[FRAGMENTO DEL TEXTO]
A riesgo de homogenizar las diversas aproximaciones, hoy se reconoce que el lenguaje es político, es un campo de disputa de sentidos, y un escenario en el que tienen lugar relaciones de poder. Estos desarrollos nos han permitido entender por qué el lenguaje no sólo sirve para describir la realidad o comunicarnos sino que permite hacer cosas: construir, destruir, violentar (Butler). Las palabras no andan sueltas sino que están ligadas a estructuras de poder que establecen lo verdadero, lo sagrado, lo culto, o por el contrario, lo prohibido y lo perseguido (Foucault). Desde esta perspectiva el lenguaje no es sólo potencialmente un recurso del poder sino que, de hecho, permite la reproducción de jerarquías sociales o las reta y deconstruye.
El debate por el lenguaje no es menor, no es estético ni accesorio. Por ello, cuando bienintencionados alegan que “entienden” la lucha feminista pero que sin embargo, lo del lenguaje es exagerado y debe ser abandonado porque deslegitima todo lo que hacemos, estamos frente a un argumento que no toma en cuenta la dimensión de la opresión que se denuncia.
[/FRAGMENTO DEL TEXTO]
[INFORMACIÓN MOSTRADA]
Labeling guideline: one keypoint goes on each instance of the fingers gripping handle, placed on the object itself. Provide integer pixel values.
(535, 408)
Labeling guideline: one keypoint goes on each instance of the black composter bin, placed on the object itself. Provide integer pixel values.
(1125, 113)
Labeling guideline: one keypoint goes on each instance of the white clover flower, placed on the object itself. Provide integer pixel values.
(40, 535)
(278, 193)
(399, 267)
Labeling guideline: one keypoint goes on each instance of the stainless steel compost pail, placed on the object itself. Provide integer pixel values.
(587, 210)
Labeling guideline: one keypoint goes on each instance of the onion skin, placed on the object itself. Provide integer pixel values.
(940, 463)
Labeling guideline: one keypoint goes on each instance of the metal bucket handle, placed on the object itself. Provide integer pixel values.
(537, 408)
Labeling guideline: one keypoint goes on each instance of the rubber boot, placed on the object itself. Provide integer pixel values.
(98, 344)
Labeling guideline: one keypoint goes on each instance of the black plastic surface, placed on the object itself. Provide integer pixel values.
[/INFORMACIÓN MOSTRADA]
**INSTRUCCIONES DE TRABAJO**
(1) Según el texto sobre el lenguaje y el poder, ¿por qué no toma en cuenta la dimensión de la opresión denunciada el argumento de que "lo del lenguaje es exagerado y debe ser abandonado"? Responde en una a tres oraciones.
(2) Enumera todo lo que, según el texto sobre el lenguaje y el poder, establecen las estructuras de poder a las que están ligadas las palabras.
(3) Continúa el texto sobre el lenguaje y el poder a partir de su última oración.
Estos datos no tienen relación con el texto sobre el lenguaje y el poder.

**RESPUESTAS DE LA ACTIVIDAD**
(1) Porque el debate por el lenguaje no es menor, ni estético ni accesorio. El lenguaje es político, un campo de disputa de sentidos en el que tienen lugar relaciones de poder, y permite reproducir jerarquías sociales o retarlas y deconstruirlas.

(2) Lo verdadero, lo sagrado, lo culto, lo prohibido y lo perseguido.

(3)
Entre los comentarios más frecuentes está que descuidamos la lucha por la igualdad salarial, la violencia de género o la exclusión política por estar pidiendo el uso de la A. Sin embargo, creo que el movimiento feminista en sus diversas expresiones ha sido capaz de luchar por múltiples causas de manera simultánea. Luchar por un lenguaje diferente no invalida ningún otro punto de la agenda sino que da cuenta de que entendemos la opresión como un asunto estructural con diversas manifestaciones.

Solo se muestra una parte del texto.